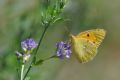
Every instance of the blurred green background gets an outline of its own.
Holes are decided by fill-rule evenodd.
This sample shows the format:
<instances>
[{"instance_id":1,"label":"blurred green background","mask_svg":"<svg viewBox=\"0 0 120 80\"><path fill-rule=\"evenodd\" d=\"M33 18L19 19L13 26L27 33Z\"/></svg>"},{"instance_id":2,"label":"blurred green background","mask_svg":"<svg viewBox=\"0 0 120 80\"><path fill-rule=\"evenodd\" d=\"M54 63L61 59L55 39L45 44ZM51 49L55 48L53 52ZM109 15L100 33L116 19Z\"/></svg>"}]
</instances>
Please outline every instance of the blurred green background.
<instances>
[{"instance_id":1,"label":"blurred green background","mask_svg":"<svg viewBox=\"0 0 120 80\"><path fill-rule=\"evenodd\" d=\"M54 0L51 0L54 3ZM32 68L30 80L120 80L120 1L68 0L62 16L68 22L48 28L38 58L55 54L55 43L67 40L67 26L72 34L104 28L107 36L95 59L80 64L70 59L50 59ZM0 0L0 80L17 80L15 51L20 41L32 32L38 42L43 28L39 25L44 0Z\"/></svg>"}]
</instances>

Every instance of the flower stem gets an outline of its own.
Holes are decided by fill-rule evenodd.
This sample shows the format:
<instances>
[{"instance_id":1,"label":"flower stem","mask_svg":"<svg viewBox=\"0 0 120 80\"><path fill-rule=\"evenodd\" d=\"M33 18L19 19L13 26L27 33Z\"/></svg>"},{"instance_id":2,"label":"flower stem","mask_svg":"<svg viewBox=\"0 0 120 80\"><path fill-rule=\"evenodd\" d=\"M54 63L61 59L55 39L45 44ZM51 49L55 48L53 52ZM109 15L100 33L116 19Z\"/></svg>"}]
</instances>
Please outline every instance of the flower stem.
<instances>
[{"instance_id":1,"label":"flower stem","mask_svg":"<svg viewBox=\"0 0 120 80\"><path fill-rule=\"evenodd\" d=\"M28 67L28 70L27 70L27 72L25 73L25 76L24 76L23 80L25 80L25 78L27 77L29 71L30 71L31 68L32 68L33 61L34 61L34 59L35 59L35 57L36 57L36 54L37 54L37 52L38 52L38 49L39 49L39 47L40 47L40 45L41 45L41 42L42 42L42 40L43 40L43 37L44 37L45 32L47 31L49 25L50 25L50 23L48 23L48 24L45 26L45 29L44 29L44 31L43 31L43 33L42 33L42 36L40 37L38 46L37 46L37 48L36 48L36 50L35 50L35 53L34 53L34 57L33 57L33 59L32 59L32 62L30 63L30 66Z\"/></svg>"},{"instance_id":2,"label":"flower stem","mask_svg":"<svg viewBox=\"0 0 120 80\"><path fill-rule=\"evenodd\" d=\"M21 68L21 79L20 79L20 80L23 80L24 67L25 67L25 65L22 64L22 68Z\"/></svg>"}]
</instances>

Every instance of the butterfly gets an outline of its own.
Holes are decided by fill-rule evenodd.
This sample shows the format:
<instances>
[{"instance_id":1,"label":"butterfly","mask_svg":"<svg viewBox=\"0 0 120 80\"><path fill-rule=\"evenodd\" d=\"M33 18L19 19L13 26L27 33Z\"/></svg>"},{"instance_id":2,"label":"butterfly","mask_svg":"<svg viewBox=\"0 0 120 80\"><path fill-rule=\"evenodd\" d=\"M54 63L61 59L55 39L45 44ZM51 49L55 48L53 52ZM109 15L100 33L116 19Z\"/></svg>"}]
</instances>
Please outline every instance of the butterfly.
<instances>
[{"instance_id":1,"label":"butterfly","mask_svg":"<svg viewBox=\"0 0 120 80\"><path fill-rule=\"evenodd\" d=\"M70 35L72 52L75 54L80 63L91 61L97 54L98 47L106 35L104 29L92 29Z\"/></svg>"}]
</instances>

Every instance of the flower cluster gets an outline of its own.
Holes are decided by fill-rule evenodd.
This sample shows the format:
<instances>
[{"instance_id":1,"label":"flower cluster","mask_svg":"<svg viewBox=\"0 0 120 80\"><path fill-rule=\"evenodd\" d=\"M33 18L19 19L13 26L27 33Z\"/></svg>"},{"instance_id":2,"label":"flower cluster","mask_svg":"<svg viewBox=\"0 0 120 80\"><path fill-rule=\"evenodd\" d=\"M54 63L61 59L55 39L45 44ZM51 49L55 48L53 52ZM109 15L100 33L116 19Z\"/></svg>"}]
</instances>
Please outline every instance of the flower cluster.
<instances>
[{"instance_id":1,"label":"flower cluster","mask_svg":"<svg viewBox=\"0 0 120 80\"><path fill-rule=\"evenodd\" d=\"M23 53L20 53L18 51L16 51L16 56L17 59L23 59L23 62L26 62L29 60L29 58L31 57L31 52L33 51L34 48L37 47L37 43L32 39L26 39L25 41L21 42L21 47L23 49Z\"/></svg>"},{"instance_id":2,"label":"flower cluster","mask_svg":"<svg viewBox=\"0 0 120 80\"><path fill-rule=\"evenodd\" d=\"M56 56L60 57L61 59L65 57L70 58L72 51L69 43L61 41L56 43L56 46L57 46Z\"/></svg>"}]
</instances>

**REQUEST:** Could you swap "sample" for "example" in the rows starting at the line containing "Every instance of the flower cluster gets" and ending at the last of the rows, and give only those lines back with everything else unchanged?

**TASK RESULT:**
Every instance of the flower cluster gets an outline of its own.
Holes are decided by fill-rule evenodd.
This example shows the format:
<instances>
[{"instance_id":1,"label":"flower cluster","mask_svg":"<svg viewBox=\"0 0 120 80\"><path fill-rule=\"evenodd\" d=\"M33 18L19 19L13 26L27 33Z\"/></svg>"},{"instance_id":2,"label":"flower cluster","mask_svg":"<svg viewBox=\"0 0 120 80\"><path fill-rule=\"evenodd\" d=\"M54 63L61 59L55 39L45 44ZM51 49L55 48L53 52ZM109 15L100 33L116 19Z\"/></svg>"}]
</instances>
Please outline every instance of the flower cluster.
<instances>
[{"instance_id":1,"label":"flower cluster","mask_svg":"<svg viewBox=\"0 0 120 80\"><path fill-rule=\"evenodd\" d=\"M23 53L20 53L18 51L16 51L16 56L17 59L23 59L23 62L26 62L29 60L29 58L31 57L31 52L33 51L34 48L37 47L37 43L32 39L26 39L25 41L21 42L21 47L23 49Z\"/></svg>"},{"instance_id":2,"label":"flower cluster","mask_svg":"<svg viewBox=\"0 0 120 80\"><path fill-rule=\"evenodd\" d=\"M56 56L60 57L61 59L65 57L70 58L72 51L69 43L61 41L56 43L56 46L57 46Z\"/></svg>"}]
</instances>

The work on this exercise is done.